Record set:
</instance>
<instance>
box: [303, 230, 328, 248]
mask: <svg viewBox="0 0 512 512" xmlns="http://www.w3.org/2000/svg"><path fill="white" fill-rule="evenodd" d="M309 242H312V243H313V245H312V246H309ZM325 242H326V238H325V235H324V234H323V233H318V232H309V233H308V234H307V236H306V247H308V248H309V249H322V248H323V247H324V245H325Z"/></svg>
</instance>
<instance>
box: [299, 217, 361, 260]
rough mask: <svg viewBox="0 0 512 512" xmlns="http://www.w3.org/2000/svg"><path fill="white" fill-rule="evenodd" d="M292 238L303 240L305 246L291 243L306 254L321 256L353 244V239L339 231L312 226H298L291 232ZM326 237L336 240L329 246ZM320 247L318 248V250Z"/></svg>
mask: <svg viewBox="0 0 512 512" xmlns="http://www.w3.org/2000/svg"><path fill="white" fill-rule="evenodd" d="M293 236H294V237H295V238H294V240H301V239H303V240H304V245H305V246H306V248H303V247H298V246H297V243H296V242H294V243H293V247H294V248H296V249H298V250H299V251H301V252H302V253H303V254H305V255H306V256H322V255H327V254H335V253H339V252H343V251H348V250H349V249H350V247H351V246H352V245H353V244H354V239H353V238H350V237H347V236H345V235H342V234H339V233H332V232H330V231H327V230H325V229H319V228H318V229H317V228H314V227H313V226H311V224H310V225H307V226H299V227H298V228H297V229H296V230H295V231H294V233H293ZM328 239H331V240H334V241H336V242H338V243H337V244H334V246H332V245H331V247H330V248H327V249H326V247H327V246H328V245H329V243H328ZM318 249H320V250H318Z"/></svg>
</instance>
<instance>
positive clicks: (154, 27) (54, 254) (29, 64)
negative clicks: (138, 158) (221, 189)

Task directions: An exact transcription of all the records is required.

Response to the task:
</instance>
<instance>
box: [303, 230, 328, 248]
mask: <svg viewBox="0 0 512 512" xmlns="http://www.w3.org/2000/svg"><path fill="white" fill-rule="evenodd" d="M309 242H312V243H313V245H312V246H309ZM325 242H326V238H325V235H324V234H323V233H318V232H309V233H308V234H307V236H306V247H308V248H309V249H322V248H323V247H324V245H325Z"/></svg>
</instance>
<instance>
box: [299, 217, 361, 260]
rough mask: <svg viewBox="0 0 512 512" xmlns="http://www.w3.org/2000/svg"><path fill="white" fill-rule="evenodd" d="M292 238L303 240L305 246L291 243L306 254L321 256L353 244V239L339 231L312 226H298L291 232ZM326 237L336 240L329 246ZM320 247L318 248V250Z"/></svg>
mask: <svg viewBox="0 0 512 512" xmlns="http://www.w3.org/2000/svg"><path fill="white" fill-rule="evenodd" d="M293 236H294V237H295V238H294V240H301V239H303V240H304V245H305V246H306V248H303V247H298V246H297V243H296V242H294V243H293V247H294V248H296V249H298V250H299V251H301V252H302V253H303V254H305V255H306V256H322V255H327V254H335V253H339V252H343V251H348V250H349V249H350V247H351V246H352V245H353V244H354V239H353V238H350V237H347V236H345V235H342V234H339V233H332V232H330V231H327V230H325V229H319V228H318V229H317V228H314V227H313V226H311V224H310V225H307V226H299V227H298V228H297V229H296V230H295V231H294V233H293ZM328 239H331V240H334V241H336V242H338V243H337V244H334V246H332V245H331V247H330V248H327V249H326V247H327V246H328V245H329V243H328ZM318 249H320V250H318Z"/></svg>
</instance>
<instance>
positive clicks: (154, 27) (54, 254) (29, 64)
negative clicks: (138, 158) (221, 189)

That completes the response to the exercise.